Top of AVAILABLE RECORDS

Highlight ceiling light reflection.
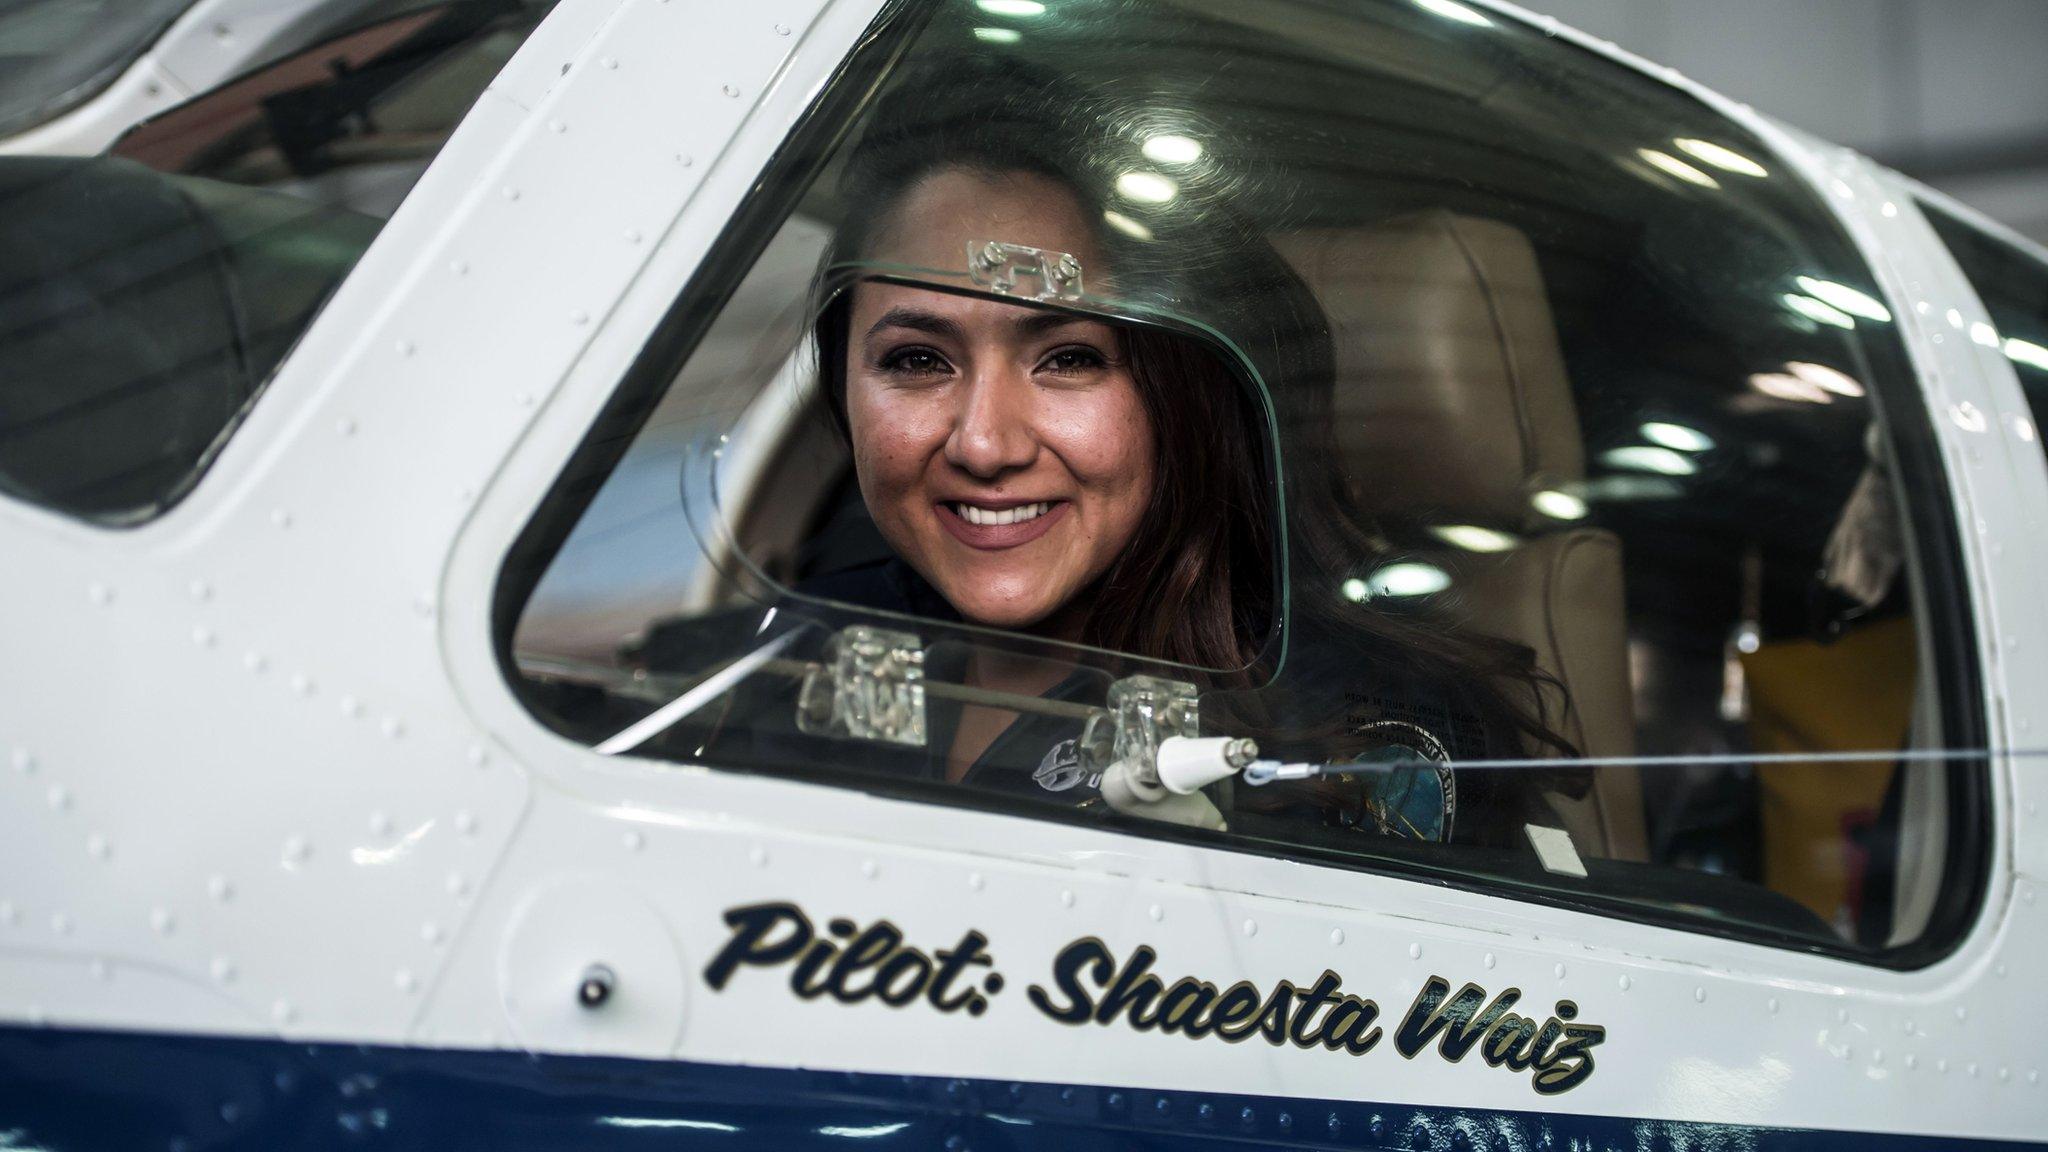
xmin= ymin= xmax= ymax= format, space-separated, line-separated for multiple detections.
xmin=1971 ymin=321 xmax=2001 ymax=348
xmin=1785 ymin=361 xmax=1865 ymax=397
xmin=2008 ymin=337 xmax=2048 ymax=372
xmin=1367 ymin=563 xmax=1452 ymax=598
xmin=1428 ymin=524 xmax=1519 ymax=553
xmin=1341 ymin=578 xmax=1369 ymax=602
xmin=1640 ymin=421 xmax=1714 ymax=452
xmin=972 ymin=26 xmax=1022 ymax=43
xmin=1795 ymin=276 xmax=1891 ymax=322
xmin=1102 ymin=210 xmax=1153 ymax=241
xmin=1673 ymin=138 xmax=1768 ymax=177
xmin=1531 ymin=489 xmax=1588 ymax=521
xmin=1601 ymin=445 xmax=1698 ymax=476
xmin=1141 ymin=134 xmax=1203 ymax=165
xmin=1637 ymin=149 xmax=1720 ymax=189
xmin=1115 ymin=171 xmax=1177 ymax=204
xmin=1750 ymin=372 xmax=1833 ymax=404
xmin=1782 ymin=293 xmax=1855 ymax=330
xmin=1414 ymin=0 xmax=1493 ymax=26
xmin=976 ymin=0 xmax=1045 ymax=14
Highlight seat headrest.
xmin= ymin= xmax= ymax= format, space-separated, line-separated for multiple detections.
xmin=1274 ymin=210 xmax=1582 ymax=527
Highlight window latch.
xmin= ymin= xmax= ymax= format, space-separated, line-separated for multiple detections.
xmin=796 ymin=625 xmax=928 ymax=747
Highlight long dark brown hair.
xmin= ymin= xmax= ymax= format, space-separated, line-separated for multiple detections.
xmin=812 ymin=60 xmax=1578 ymax=836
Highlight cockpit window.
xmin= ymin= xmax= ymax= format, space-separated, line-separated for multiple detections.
xmin=0 ymin=0 xmax=193 ymax=139
xmin=503 ymin=0 xmax=1985 ymax=963
xmin=1921 ymin=202 xmax=2048 ymax=459
xmin=0 ymin=0 xmax=555 ymax=524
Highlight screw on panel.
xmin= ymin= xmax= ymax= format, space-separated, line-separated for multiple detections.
xmin=150 ymin=908 xmax=175 ymax=935
xmin=676 ymin=154 xmax=694 ymax=167
xmin=447 ymin=873 xmax=470 ymax=898
xmin=1618 ymin=975 xmax=1631 ymax=992
xmin=395 ymin=969 xmax=418 ymax=994
xmin=968 ymin=873 xmax=985 ymax=892
xmin=208 ymin=875 xmax=234 ymax=902
xmin=625 ymin=229 xmax=643 ymax=244
xmin=601 ymin=56 xmax=618 ymax=69
xmin=291 ymin=674 xmax=314 ymax=697
xmin=451 ymin=258 xmax=469 ymax=276
xmin=192 ymin=626 xmax=216 ymax=649
xmin=51 ymin=912 xmax=72 ymax=935
xmin=282 ymin=836 xmax=311 ymax=866
xmin=1999 ymin=1067 xmax=2011 ymax=1083
xmin=578 ymin=964 xmax=616 ymax=1008
xmin=548 ymin=119 xmax=566 ymax=134
xmin=455 ymin=811 xmax=478 ymax=836
xmin=861 ymin=860 xmax=878 ymax=880
xmin=502 ymin=186 xmax=521 ymax=201
xmin=1483 ymin=952 xmax=1495 ymax=969
xmin=243 ymin=652 xmax=267 ymax=674
xmin=774 ymin=23 xmax=790 ymax=36
xmin=1554 ymin=962 xmax=1566 ymax=979
xmin=380 ymin=718 xmax=405 ymax=740
xmin=271 ymin=1000 xmax=296 ymax=1025
xmin=1693 ymin=987 xmax=1706 ymax=1004
xmin=622 ymin=831 xmax=644 ymax=852
xmin=467 ymin=744 xmax=489 ymax=768
xmin=571 ymin=309 xmax=590 ymax=325
xmin=212 ymin=957 xmax=236 ymax=984
xmin=271 ymin=510 xmax=292 ymax=529
xmin=1147 ymin=904 xmax=1163 ymax=922
xmin=1938 ymin=1059 xmax=1950 ymax=1074
xmin=1242 ymin=919 xmax=1256 ymax=937
xmin=1059 ymin=890 xmax=1074 ymax=908
xmin=86 ymin=833 xmax=110 ymax=861
xmin=396 ymin=339 xmax=416 ymax=357
xmin=1329 ymin=928 xmax=1344 ymax=945
xmin=89 ymin=958 xmax=110 ymax=981
xmin=0 ymin=902 xmax=16 ymax=927
xmin=87 ymin=583 xmax=113 ymax=606
xmin=1907 ymin=1054 xmax=1919 ymax=1070
xmin=11 ymin=748 xmax=32 ymax=774
xmin=722 ymin=84 xmax=741 ymax=98
xmin=368 ymin=812 xmax=393 ymax=837
xmin=749 ymin=846 xmax=768 ymax=867
xmin=1408 ymin=943 xmax=1422 ymax=960
xmin=1956 ymin=1005 xmax=1968 ymax=1022
xmin=47 ymin=785 xmax=70 ymax=811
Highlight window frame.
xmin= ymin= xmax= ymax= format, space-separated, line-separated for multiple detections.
xmin=490 ymin=0 xmax=1991 ymax=970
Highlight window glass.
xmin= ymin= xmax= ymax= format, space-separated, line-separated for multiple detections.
xmin=1922 ymin=202 xmax=2048 ymax=454
xmin=505 ymin=0 xmax=1983 ymax=960
xmin=0 ymin=0 xmax=556 ymax=524
xmin=0 ymin=0 xmax=194 ymax=138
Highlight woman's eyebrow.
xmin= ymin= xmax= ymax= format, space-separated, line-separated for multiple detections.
xmin=864 ymin=307 xmax=962 ymax=341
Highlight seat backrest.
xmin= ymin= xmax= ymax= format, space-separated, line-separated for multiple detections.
xmin=1275 ymin=210 xmax=1647 ymax=860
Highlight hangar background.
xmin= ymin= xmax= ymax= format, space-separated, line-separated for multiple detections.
xmin=1541 ymin=0 xmax=2048 ymax=245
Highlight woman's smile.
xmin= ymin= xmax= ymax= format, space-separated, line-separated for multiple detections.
xmin=936 ymin=499 xmax=1068 ymax=548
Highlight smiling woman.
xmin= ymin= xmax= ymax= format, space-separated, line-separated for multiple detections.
xmin=503 ymin=0 xmax=1977 ymax=960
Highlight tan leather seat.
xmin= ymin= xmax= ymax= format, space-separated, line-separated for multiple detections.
xmin=1276 ymin=210 xmax=1647 ymax=861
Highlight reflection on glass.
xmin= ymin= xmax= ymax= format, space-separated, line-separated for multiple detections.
xmin=1785 ymin=361 xmax=1865 ymax=398
xmin=1783 ymin=293 xmax=1856 ymax=330
xmin=1636 ymin=149 xmax=1720 ymax=190
xmin=1795 ymin=276 xmax=1892 ymax=323
xmin=1141 ymin=134 xmax=1204 ymax=165
xmin=1413 ymin=0 xmax=1493 ymax=27
xmin=1749 ymin=372 xmax=1834 ymax=404
xmin=1673 ymin=138 xmax=1769 ymax=178
xmin=1428 ymin=524 xmax=1518 ymax=552
xmin=973 ymin=26 xmax=1021 ymax=43
xmin=2008 ymin=337 xmax=2048 ymax=372
xmin=1340 ymin=577 xmax=1369 ymax=602
xmin=1601 ymin=445 xmax=1698 ymax=476
xmin=1115 ymin=171 xmax=1177 ymax=203
xmin=1102 ymin=210 xmax=1153 ymax=241
xmin=1970 ymin=321 xmax=2001 ymax=348
xmin=1530 ymin=489 xmax=1588 ymax=520
xmin=1366 ymin=562 xmax=1452 ymax=597
xmin=1640 ymin=421 xmax=1713 ymax=452
xmin=976 ymin=0 xmax=1045 ymax=14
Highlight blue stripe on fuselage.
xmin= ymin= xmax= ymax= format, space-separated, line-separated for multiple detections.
xmin=0 ymin=1024 xmax=2035 ymax=1150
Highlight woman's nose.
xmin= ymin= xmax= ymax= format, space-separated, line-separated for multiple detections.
xmin=944 ymin=363 xmax=1038 ymax=478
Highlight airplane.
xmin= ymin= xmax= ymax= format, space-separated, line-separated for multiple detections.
xmin=2 ymin=0 xmax=2045 ymax=1148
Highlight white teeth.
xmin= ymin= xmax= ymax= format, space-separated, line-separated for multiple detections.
xmin=956 ymin=502 xmax=1050 ymax=526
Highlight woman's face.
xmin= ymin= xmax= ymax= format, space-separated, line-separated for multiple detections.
xmin=844 ymin=168 xmax=1156 ymax=639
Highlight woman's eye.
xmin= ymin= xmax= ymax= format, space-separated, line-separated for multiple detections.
xmin=879 ymin=347 xmax=951 ymax=377
xmin=1040 ymin=346 xmax=1108 ymax=375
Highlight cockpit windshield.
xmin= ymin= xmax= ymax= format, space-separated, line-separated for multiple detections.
xmin=0 ymin=0 xmax=194 ymax=138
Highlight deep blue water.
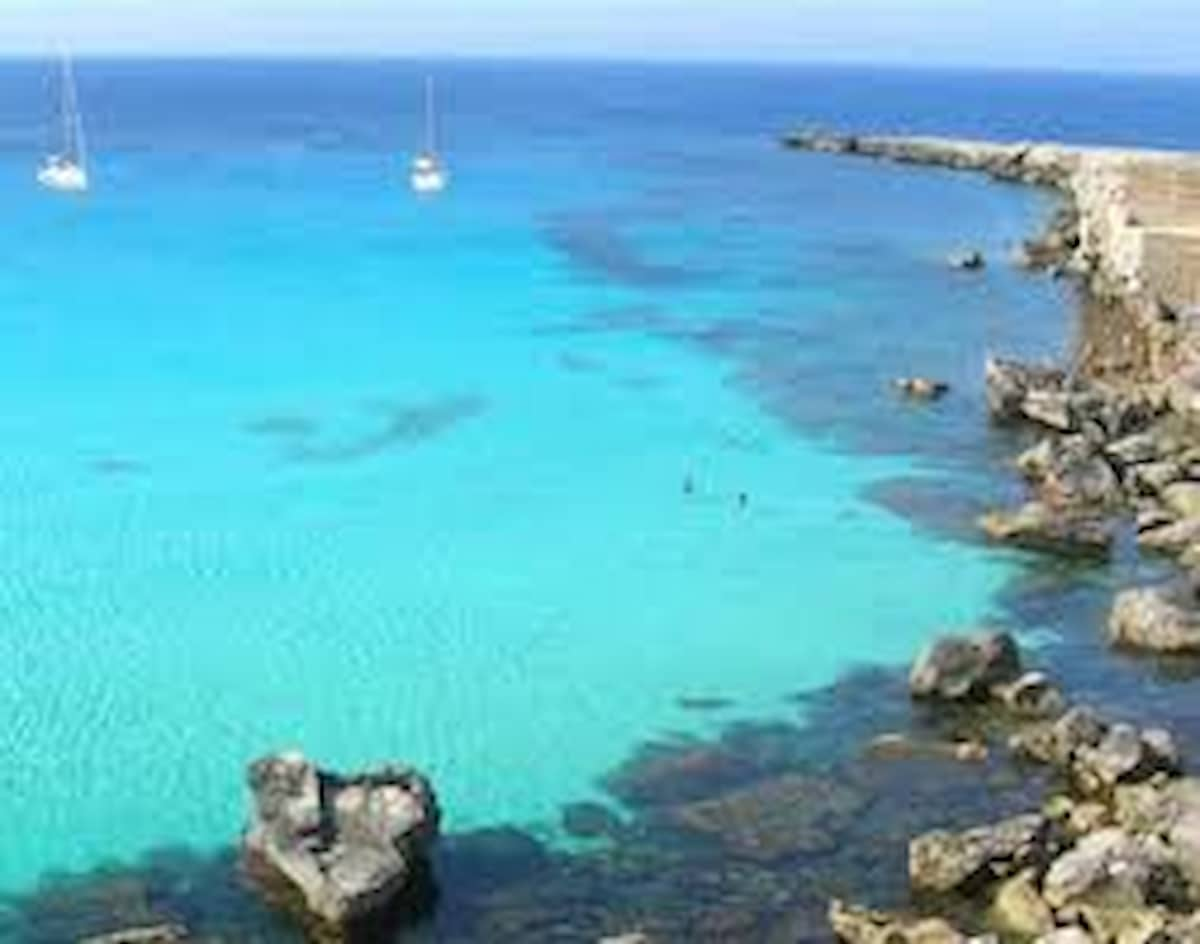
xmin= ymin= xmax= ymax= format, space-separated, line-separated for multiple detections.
xmin=2 ymin=60 xmax=1200 ymax=939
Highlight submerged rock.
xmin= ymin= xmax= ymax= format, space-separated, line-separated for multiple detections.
xmin=242 ymin=751 xmax=440 ymax=930
xmin=909 ymin=813 xmax=1048 ymax=893
xmin=949 ymin=249 xmax=986 ymax=271
xmin=894 ymin=377 xmax=951 ymax=401
xmin=909 ymin=631 xmax=1021 ymax=702
xmin=562 ymin=802 xmax=624 ymax=841
xmin=1109 ymin=585 xmax=1200 ymax=654
xmin=979 ymin=502 xmax=1113 ymax=557
xmin=668 ymin=773 xmax=866 ymax=862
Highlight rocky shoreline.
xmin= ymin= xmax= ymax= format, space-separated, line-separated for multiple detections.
xmin=782 ymin=130 xmax=1200 ymax=942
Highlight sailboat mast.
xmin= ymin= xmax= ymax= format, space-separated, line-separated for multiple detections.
xmin=424 ymin=76 xmax=436 ymax=155
xmin=63 ymin=52 xmax=86 ymax=169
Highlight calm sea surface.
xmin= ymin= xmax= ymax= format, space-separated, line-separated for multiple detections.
xmin=2 ymin=60 xmax=1200 ymax=935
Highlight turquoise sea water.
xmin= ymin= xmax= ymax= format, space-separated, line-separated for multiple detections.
xmin=2 ymin=61 xmax=1198 ymax=901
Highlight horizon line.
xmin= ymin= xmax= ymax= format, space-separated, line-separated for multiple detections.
xmin=0 ymin=50 xmax=1197 ymax=81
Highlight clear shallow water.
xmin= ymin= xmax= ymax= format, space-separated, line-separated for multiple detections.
xmin=2 ymin=60 xmax=1200 ymax=898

Bottom of AVAILABLE RECORDS

TASK DETAILS »
Write out each line of the listing above, exactly, from its first line to the line holding "Highlight screw on panel.", inclusive. Skip the pictures.

TASK RESULT »
Highlight ceiling light reflection.
xmin= ymin= xmax= ymax= format, space-separated, line-separated for multiple detections.
xmin=1971 ymin=321 xmax=2001 ymax=348
xmin=1785 ymin=361 xmax=1865 ymax=397
xmin=2008 ymin=337 xmax=2048 ymax=372
xmin=1367 ymin=563 xmax=1452 ymax=598
xmin=1428 ymin=524 xmax=1519 ymax=553
xmin=1341 ymin=578 xmax=1369 ymax=602
xmin=1640 ymin=421 xmax=1714 ymax=452
xmin=972 ymin=26 xmax=1022 ymax=43
xmin=1795 ymin=276 xmax=1891 ymax=322
xmin=1102 ymin=210 xmax=1153 ymax=241
xmin=1673 ymin=138 xmax=1768 ymax=177
xmin=1531 ymin=489 xmax=1588 ymax=521
xmin=1601 ymin=445 xmax=1698 ymax=476
xmin=1141 ymin=134 xmax=1203 ymax=165
xmin=1637 ymin=149 xmax=1720 ymax=189
xmin=1115 ymin=171 xmax=1177 ymax=204
xmin=1750 ymin=372 xmax=1833 ymax=404
xmin=1782 ymin=293 xmax=1855 ymax=330
xmin=1414 ymin=0 xmax=1493 ymax=26
xmin=976 ymin=0 xmax=1045 ymax=14
Highlight seat headrest.
xmin= ymin= xmax= ymax= format, space-separated, line-separated for multiple detections.
xmin=1274 ymin=210 xmax=1582 ymax=527
Highlight window latch.
xmin= ymin= xmax= ymax= format, space-separated, line-separated for multiple detections.
xmin=796 ymin=625 xmax=928 ymax=747
Highlight long dark brown hair.
xmin= ymin= xmax= ymax= format, space-separated, line-separated for multiple detections.
xmin=812 ymin=60 xmax=1578 ymax=836
Highlight cockpit window.
xmin= ymin= xmax= ymax= format, space-separated, line-separated for multiple detections.
xmin=0 ymin=0 xmax=193 ymax=139
xmin=503 ymin=0 xmax=1985 ymax=963
xmin=1921 ymin=202 xmax=2048 ymax=459
xmin=0 ymin=0 xmax=555 ymax=524
Highlight screw on panel.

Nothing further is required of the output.